## Instructions
A. List each object name that the R code in the RRphylo excerpt assigns a value to with -> or <-. Give each name only once.
B. Reproduce the portion of the RRphylo excerpt starting at "rtree(100)->tree" and ending at "Y <- abs(cov)".

[Begin Document segment]

Since rates are in fact phylogenetic ridge regression coefficients, their magnitude depends on the absolute values of the phenotypes being regressed (Castiglione et al. 2018), that means large phenotypic values will originate large rates even with small phenotypic change. To standardize the rates, in RRphylo it is advisable to use the phenotype itself as a covariate. In this case, the (logged) absolute rates are regressed against the absolute covariate values. The residuals of such regression are used in the place of the original rate values. Since rates are computed for each branch of the tree (i.e. are associated to both nodes and tips), the covariate must be as long as the number of nodes plus the number of tips. This is accomplished by performing RRphylo on the covariate itself, deriving phenotypic estimates at nodes, and collating them to the values at tips. The final vector is fed into RRphylo as cov argument. Whether or not to standardize rates depends on the research question being asked.

set.seed(76)
rtree(100)->tree
fastBM(tree,sig2=2)->y

# perform RRphylo on the covariate to retrieve ancestral character values 
# and collate them to tip values to create the covariate vector
RRphylo(tree,y,clus=cc)->RR
RR$rates[,1]->betas
c(RR$aces[,1],y)->cov

# within RRphylo the logged absolute rates are regressed against 
# the absolute covariate values, and regression residuals are used 
# as rate values
R <- log(abs(betas))
Y <- abs(cov)
res <- residuals(lm(R ~ Y))
betas <- as.matrix(res)

par(mfrow=c(1,2),mar=c(4,3,3,1))
plot(Y,R,pch=21,bg="gray80",cex=1.5,mgp=c(1.8,0.5,0),
     xlab="absolute covariate values",ylab="log absolute rates")
abline(lm(R~Y),lwd=2,col="red")
plot(Y,res,pch=21,bg="gray80",cex=1.5,mgp=c(1.8,0.5,0),
     xlab="absolute covariate values",ylab="regression residuals")
abline(lm(res~Y),lwd=2,col="red")

Multiple regression framework

The multiple regression version of RRphylo is meant to evaluate the combined effect of phylogeny (basic predictor within RRphylo) and one to multiple additional predictors, either continuous or discrete (Castiglione et al. 2020a), on the evolution of a given phenotypic trait. Such additional predictor/s is/are included into the phylogenetic ridge regression equation as supplemental column/s within the L and L1 matrices. To associate predictor values to the L1 matrix (i.e. matrix of root-to-node paths), predictor values at nodes must be reconstructed. This is accomplished by performing RRphylo on the individual predictor/s, deriving their phenotypic estimates at nodes, and collating them to the values at tips. The final vector/matrix is fed into the RRphylo as the x1 argument.

[End Document segment]
[Begin Material supplied]

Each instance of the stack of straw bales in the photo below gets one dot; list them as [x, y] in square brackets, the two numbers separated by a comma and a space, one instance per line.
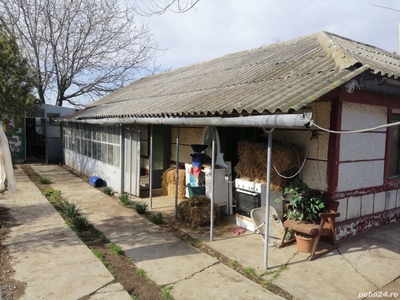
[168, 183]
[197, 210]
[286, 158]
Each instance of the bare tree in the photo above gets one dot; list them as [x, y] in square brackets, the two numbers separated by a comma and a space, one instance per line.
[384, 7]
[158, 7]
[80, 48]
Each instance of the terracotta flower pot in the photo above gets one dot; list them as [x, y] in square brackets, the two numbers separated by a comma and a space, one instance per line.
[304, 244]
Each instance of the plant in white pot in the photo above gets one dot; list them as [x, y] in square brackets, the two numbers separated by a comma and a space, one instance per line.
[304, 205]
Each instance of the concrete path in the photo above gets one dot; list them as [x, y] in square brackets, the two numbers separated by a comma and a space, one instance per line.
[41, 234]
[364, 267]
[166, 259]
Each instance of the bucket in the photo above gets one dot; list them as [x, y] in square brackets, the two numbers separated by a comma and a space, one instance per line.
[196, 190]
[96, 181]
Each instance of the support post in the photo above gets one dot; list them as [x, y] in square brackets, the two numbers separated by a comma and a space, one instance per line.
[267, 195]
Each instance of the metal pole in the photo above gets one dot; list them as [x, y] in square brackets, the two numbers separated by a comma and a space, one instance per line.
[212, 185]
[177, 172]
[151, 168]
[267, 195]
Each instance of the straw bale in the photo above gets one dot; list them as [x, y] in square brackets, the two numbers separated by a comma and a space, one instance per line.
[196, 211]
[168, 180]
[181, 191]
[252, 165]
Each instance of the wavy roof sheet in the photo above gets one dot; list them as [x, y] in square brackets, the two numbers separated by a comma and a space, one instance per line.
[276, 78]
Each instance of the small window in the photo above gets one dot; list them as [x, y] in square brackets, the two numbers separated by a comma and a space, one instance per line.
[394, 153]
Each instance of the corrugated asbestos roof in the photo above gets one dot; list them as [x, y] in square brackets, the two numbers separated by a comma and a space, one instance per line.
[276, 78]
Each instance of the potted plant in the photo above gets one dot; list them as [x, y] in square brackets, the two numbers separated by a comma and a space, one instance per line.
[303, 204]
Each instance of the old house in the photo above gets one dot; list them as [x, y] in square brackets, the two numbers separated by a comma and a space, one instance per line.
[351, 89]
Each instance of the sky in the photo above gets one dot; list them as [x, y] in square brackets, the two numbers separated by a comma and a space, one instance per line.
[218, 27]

[End Material supplied]
[Begin Material supplied]

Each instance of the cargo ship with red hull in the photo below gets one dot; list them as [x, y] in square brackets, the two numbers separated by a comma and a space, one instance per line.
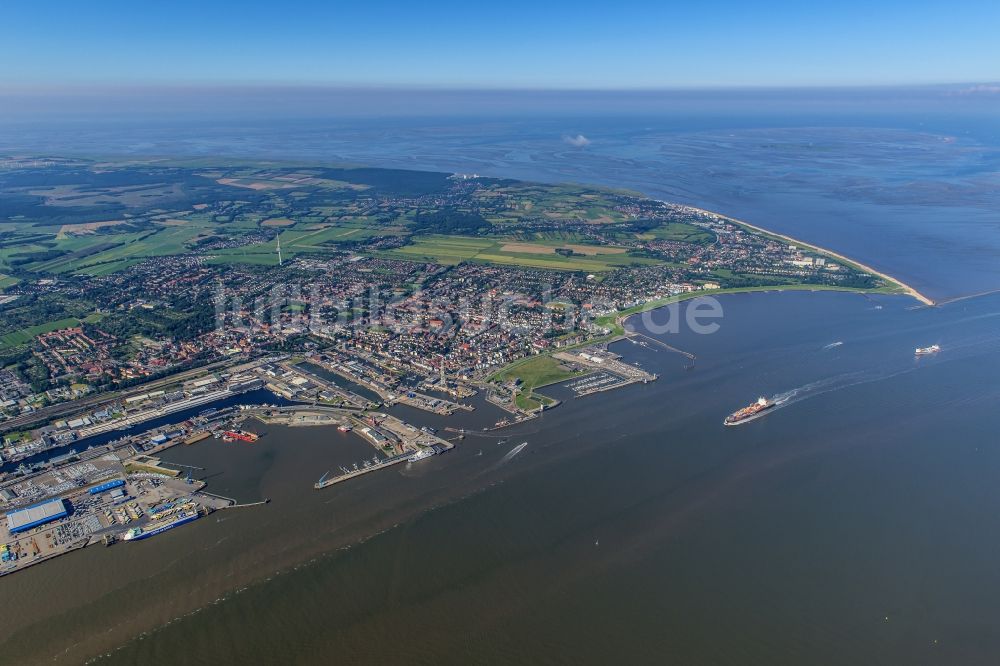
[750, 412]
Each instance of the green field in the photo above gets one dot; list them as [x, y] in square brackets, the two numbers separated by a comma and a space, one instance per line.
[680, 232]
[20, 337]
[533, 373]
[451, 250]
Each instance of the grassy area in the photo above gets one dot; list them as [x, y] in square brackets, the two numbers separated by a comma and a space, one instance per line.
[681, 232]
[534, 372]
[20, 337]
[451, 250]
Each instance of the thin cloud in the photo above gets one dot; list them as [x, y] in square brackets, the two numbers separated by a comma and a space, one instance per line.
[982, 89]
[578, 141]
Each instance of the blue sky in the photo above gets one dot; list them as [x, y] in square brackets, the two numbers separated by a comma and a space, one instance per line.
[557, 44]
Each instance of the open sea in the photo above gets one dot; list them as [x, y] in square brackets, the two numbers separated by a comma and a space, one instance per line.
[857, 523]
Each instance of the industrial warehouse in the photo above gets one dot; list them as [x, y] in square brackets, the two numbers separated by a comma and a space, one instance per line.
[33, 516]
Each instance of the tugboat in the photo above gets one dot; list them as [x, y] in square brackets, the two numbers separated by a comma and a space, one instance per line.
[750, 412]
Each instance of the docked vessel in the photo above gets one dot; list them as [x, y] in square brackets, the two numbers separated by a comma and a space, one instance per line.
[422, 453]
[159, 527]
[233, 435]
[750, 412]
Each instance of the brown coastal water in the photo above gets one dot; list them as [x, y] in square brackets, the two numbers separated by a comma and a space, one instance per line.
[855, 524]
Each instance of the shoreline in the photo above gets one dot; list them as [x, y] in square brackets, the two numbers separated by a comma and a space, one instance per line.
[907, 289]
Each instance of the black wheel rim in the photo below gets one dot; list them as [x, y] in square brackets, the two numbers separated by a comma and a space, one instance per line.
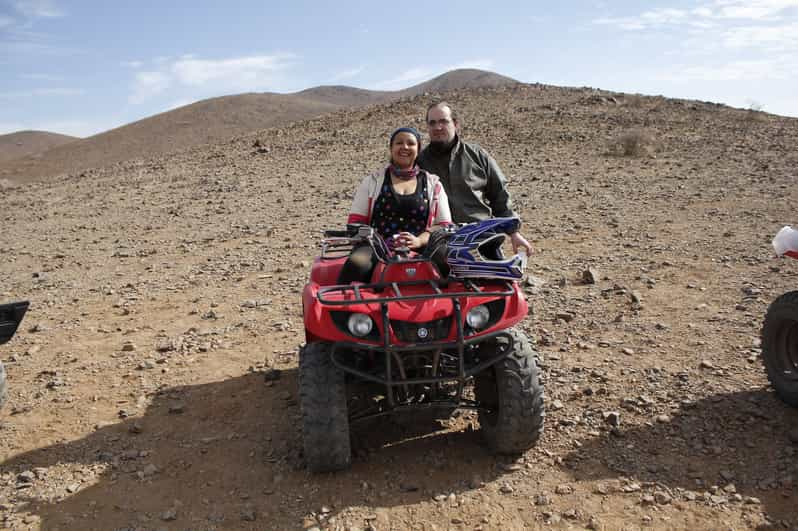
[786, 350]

[End Material supplied]

## Written responses
A. tree, y, RR, betas, cov, R, Y, res

B.
rtree(100)->tree
fastBM(tree,sig2=2)->y

# perform RRphylo on the covariate to retrieve ancestral character values 
# and collate them to tip values to create the covariate vector
RRphylo(tree,y,clus=cc)->RR
RR$rates[,1]->betas
c(RR$aces[,1],y)->cov

# within RRphylo the logged absolute rates are regressed against 
# the absolute covariate values, and regression residuals are used 
# as rate values
R <- log(abs(betas))
Y <- abs(cov)